─── INPUT RECORDS

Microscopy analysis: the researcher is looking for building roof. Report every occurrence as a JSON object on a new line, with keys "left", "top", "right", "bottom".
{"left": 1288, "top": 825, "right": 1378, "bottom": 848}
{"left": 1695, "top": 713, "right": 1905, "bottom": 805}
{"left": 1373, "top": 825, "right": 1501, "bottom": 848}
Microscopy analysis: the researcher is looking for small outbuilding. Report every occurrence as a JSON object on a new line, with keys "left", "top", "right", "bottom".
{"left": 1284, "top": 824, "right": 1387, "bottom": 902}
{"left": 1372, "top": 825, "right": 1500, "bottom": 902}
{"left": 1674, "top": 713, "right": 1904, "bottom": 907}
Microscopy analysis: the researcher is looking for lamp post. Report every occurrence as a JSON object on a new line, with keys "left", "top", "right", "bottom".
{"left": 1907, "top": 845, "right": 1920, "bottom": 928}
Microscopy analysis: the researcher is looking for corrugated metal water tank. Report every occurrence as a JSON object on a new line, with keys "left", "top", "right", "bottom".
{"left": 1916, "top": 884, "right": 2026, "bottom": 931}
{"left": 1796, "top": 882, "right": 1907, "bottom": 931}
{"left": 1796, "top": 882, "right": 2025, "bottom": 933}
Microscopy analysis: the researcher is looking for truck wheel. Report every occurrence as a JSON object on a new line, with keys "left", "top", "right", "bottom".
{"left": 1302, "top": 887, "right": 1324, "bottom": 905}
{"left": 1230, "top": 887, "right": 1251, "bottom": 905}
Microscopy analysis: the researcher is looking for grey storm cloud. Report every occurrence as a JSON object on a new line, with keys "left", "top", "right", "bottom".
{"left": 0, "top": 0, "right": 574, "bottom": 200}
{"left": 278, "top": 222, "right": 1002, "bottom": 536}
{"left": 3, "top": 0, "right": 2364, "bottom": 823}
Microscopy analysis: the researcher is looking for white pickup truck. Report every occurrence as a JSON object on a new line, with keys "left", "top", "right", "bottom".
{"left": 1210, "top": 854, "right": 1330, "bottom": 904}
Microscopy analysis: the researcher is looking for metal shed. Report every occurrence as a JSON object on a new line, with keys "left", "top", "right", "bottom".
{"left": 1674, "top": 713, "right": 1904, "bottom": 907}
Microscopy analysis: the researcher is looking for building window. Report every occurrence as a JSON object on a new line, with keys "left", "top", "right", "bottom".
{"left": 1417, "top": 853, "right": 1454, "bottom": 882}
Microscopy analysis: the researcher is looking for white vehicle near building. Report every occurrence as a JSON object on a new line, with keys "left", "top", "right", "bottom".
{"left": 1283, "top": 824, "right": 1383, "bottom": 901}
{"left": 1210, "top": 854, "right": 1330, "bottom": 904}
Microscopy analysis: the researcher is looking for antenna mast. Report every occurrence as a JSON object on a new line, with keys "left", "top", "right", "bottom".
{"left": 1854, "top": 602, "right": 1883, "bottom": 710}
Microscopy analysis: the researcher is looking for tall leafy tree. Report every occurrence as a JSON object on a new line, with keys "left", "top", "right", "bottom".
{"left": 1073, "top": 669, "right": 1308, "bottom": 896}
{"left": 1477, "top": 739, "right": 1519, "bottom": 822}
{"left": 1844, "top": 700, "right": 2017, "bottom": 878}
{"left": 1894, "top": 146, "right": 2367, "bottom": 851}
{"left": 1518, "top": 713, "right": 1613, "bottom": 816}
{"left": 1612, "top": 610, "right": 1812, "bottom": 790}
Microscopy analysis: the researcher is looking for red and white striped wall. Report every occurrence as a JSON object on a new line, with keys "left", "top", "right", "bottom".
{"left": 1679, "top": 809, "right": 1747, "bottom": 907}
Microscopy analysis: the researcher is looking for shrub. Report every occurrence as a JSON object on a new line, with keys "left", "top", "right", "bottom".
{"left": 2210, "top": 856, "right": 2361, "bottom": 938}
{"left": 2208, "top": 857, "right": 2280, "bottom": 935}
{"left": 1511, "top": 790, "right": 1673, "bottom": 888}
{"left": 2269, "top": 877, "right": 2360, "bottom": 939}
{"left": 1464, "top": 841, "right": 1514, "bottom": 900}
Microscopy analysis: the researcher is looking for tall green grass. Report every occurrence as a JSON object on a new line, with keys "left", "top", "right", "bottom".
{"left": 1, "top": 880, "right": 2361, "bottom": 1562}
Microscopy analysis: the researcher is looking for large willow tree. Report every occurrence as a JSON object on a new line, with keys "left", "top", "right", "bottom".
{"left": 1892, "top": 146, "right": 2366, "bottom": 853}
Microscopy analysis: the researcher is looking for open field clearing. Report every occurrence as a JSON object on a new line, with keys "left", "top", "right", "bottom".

──────

YOUR INSTRUCTIONS → The expected output is the complete listing, word for word.

EXERCISE SOLUTION →
Microscopy analysis: the researcher is looking for building roof. Report every occurrence as a JSON object on a new line, with keys "left", "top", "right", "bottom".
{"left": 1288, "top": 825, "right": 1378, "bottom": 848}
{"left": 1695, "top": 713, "right": 1905, "bottom": 805}
{"left": 1373, "top": 825, "right": 1501, "bottom": 848}
Microscopy analysis: the researcher is looking for small outbuilding. Report every occurrence as a JSON object on a new line, with keys "left", "top", "right", "bottom".
{"left": 1284, "top": 824, "right": 1387, "bottom": 902}
{"left": 1372, "top": 825, "right": 1500, "bottom": 902}
{"left": 1674, "top": 713, "right": 1904, "bottom": 907}
Microscopy analysis: the researcher is looking for lamp post. Report every occurrence as a JSON object on a new line, with keys "left", "top", "right", "bottom".
{"left": 1907, "top": 845, "right": 1920, "bottom": 928}
Microscopy analysis: the researcher is looking for corrugated metal water tank. Report every occurrence as a JSON object on a new line, with keys "left", "top", "right", "bottom".
{"left": 1916, "top": 884, "right": 2026, "bottom": 931}
{"left": 1796, "top": 882, "right": 1907, "bottom": 931}
{"left": 1796, "top": 882, "right": 2025, "bottom": 933}
Microscopy analysis: the researcher is looking for truck wheel. Report every occurrence as a JSON object on a new line, with keys "left", "top", "right", "bottom".
{"left": 1302, "top": 887, "right": 1324, "bottom": 905}
{"left": 1230, "top": 887, "right": 1251, "bottom": 905}
Microscopy analysis: the researcher is looking for grey storm cloud. Report every occurrence as a JSON object on a new line, with keys "left", "top", "right", "bottom".
{"left": 0, "top": 0, "right": 574, "bottom": 200}
{"left": 278, "top": 222, "right": 1002, "bottom": 536}
{"left": 3, "top": 0, "right": 2364, "bottom": 823}
Microscopy analysis: the researcher is looking for white pickup truck. Report every occurrence as a JSON object on a new line, with keys "left", "top", "right", "bottom".
{"left": 1210, "top": 854, "right": 1330, "bottom": 904}
Microscopy analysis: the researcher is looking for metal shed. Report every occurrence as a JSON object on a new line, with keys "left", "top", "right", "bottom".
{"left": 1674, "top": 713, "right": 1904, "bottom": 907}
Microscopy analysis: the researcher is looking for building window. Report every occurrence as a JSON object on a new line, with keys "left", "top", "right", "bottom".
{"left": 1417, "top": 853, "right": 1454, "bottom": 882}
Microscopy analysis: the researcher is looking for white vehicle near building. Report every occurrence as a JSON object on a new line, with keys "left", "top", "right", "bottom".
{"left": 1283, "top": 824, "right": 1383, "bottom": 901}
{"left": 1210, "top": 854, "right": 1330, "bottom": 904}
Microscopy analysis: the researcher is looking for antenna mast. Report every occurrence as a JSON object on a new line, with keys "left", "top", "right", "bottom".
{"left": 1854, "top": 602, "right": 1883, "bottom": 710}
Microscopy analysis: the researcher is looking for tall leafy tree. Report every occurrence as a JSON object on a new line, with keys "left", "top", "right", "bottom".
{"left": 1073, "top": 669, "right": 1308, "bottom": 896}
{"left": 1477, "top": 739, "right": 1519, "bottom": 822}
{"left": 1844, "top": 700, "right": 2017, "bottom": 878}
{"left": 1894, "top": 146, "right": 2367, "bottom": 851}
{"left": 1518, "top": 713, "right": 1613, "bottom": 816}
{"left": 1612, "top": 610, "right": 1812, "bottom": 790}
Microscopy analysis: the researcher is looking for red and white striped wall. Report every occurrence as a JSON object on a new line, with keys "left", "top", "right", "bottom".
{"left": 1679, "top": 809, "right": 1747, "bottom": 907}
Microscopy analysis: the researcher is looking for shrub. Report every occurrence as a JSON object on a new line, with keys "left", "top", "right", "bottom".
{"left": 2210, "top": 856, "right": 2361, "bottom": 938}
{"left": 2208, "top": 857, "right": 2280, "bottom": 935}
{"left": 1511, "top": 790, "right": 1673, "bottom": 888}
{"left": 2269, "top": 877, "right": 2360, "bottom": 939}
{"left": 1464, "top": 841, "right": 1514, "bottom": 900}
Microscopy analysis: the researcher is looking for tall green grass. Report every occurrence as a JSON object on a new line, with keys "left", "top", "right", "bottom".
{"left": 1, "top": 880, "right": 2361, "bottom": 1562}
Microscopy analysis: the researcher is looking for large willow tree. Report every occurrence as a JSON object on a new line, with keys "left", "top", "right", "bottom".
{"left": 1892, "top": 146, "right": 2366, "bottom": 853}
Microscopy analysis: the researcher is looking for open field clearing. Report every occurrence as a JSON object on a new line, with keys "left", "top", "right", "bottom".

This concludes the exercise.